WHAT YOU HAVE TO DO ::
Scan the entries for the word "each" and report how many lines contain it, as a number with no other words.

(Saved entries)
*** Begin section ***
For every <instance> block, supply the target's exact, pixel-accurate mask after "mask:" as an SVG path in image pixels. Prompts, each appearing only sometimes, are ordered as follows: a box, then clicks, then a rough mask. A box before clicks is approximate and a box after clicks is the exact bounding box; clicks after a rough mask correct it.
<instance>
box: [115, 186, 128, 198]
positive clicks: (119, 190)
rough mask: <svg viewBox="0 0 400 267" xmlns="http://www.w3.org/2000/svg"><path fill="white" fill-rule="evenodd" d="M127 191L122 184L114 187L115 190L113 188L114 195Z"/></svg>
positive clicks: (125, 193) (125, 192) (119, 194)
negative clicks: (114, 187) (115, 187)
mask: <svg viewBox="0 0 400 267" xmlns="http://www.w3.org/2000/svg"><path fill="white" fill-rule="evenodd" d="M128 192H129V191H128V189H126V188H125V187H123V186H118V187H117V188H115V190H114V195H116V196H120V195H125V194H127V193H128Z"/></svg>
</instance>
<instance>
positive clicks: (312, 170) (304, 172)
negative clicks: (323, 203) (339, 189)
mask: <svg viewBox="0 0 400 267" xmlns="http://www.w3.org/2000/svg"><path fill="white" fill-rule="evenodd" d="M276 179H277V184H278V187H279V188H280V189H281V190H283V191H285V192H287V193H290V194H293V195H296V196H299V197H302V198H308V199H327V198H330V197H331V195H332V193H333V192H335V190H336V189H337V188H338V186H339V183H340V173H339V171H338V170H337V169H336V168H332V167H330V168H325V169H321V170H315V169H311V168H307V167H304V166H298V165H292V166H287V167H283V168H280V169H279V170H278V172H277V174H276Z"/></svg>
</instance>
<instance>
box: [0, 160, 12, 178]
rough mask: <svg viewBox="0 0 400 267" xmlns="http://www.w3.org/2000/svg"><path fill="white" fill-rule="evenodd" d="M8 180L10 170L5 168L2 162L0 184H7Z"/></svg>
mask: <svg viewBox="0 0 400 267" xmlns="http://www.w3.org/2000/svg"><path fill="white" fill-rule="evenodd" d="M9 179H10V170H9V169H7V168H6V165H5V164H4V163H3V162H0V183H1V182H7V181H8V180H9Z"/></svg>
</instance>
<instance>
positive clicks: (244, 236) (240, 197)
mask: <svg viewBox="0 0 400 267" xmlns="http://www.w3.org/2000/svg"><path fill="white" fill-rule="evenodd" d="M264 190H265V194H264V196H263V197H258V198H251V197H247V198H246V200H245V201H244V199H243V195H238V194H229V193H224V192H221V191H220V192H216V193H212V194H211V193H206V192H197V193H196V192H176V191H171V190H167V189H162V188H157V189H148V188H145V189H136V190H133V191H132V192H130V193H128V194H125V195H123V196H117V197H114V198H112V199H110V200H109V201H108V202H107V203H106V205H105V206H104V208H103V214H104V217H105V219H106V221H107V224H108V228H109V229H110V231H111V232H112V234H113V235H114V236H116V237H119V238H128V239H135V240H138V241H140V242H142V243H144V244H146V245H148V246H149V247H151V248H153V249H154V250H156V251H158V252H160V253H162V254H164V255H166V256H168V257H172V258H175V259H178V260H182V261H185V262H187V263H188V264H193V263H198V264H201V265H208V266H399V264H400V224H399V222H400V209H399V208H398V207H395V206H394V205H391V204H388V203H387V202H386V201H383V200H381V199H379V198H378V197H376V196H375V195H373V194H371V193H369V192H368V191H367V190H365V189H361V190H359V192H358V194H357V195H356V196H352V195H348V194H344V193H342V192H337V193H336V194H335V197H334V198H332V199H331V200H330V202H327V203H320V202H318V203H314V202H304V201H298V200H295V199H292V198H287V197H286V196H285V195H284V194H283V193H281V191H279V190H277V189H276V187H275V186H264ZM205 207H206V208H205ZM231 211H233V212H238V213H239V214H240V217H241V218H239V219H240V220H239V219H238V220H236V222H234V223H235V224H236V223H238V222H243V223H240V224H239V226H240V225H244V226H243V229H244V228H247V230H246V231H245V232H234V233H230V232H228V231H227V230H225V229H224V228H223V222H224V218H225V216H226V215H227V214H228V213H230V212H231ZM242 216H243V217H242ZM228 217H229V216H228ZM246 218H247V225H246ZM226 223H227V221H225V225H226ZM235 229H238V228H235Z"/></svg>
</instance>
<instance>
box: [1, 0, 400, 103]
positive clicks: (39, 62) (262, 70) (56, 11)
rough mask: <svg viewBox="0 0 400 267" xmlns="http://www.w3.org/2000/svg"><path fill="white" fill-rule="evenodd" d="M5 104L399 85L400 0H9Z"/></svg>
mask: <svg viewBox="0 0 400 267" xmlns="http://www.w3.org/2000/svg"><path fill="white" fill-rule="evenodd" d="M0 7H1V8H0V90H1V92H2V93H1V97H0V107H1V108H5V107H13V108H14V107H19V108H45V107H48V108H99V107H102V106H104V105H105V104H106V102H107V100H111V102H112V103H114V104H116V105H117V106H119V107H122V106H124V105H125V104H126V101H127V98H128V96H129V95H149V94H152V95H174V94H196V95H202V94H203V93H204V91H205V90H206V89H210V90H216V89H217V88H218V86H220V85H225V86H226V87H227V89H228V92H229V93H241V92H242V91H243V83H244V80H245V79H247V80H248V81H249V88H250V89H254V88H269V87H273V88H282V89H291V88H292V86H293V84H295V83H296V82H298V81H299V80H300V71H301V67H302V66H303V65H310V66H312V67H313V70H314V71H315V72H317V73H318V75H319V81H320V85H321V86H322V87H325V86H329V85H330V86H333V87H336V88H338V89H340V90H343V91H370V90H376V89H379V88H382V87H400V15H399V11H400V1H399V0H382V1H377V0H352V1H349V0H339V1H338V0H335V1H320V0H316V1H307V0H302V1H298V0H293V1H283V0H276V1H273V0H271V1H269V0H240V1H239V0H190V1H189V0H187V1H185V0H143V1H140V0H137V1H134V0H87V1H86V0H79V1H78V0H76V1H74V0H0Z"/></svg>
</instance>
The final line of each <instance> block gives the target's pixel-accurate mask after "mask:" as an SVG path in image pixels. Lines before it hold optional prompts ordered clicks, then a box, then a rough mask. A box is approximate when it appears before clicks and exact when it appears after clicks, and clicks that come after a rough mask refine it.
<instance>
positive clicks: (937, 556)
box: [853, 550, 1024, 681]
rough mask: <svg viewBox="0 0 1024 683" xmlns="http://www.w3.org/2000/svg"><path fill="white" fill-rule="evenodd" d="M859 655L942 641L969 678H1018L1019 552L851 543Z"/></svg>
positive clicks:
*** End section ***
ANSWER FOR THE TASK ::
2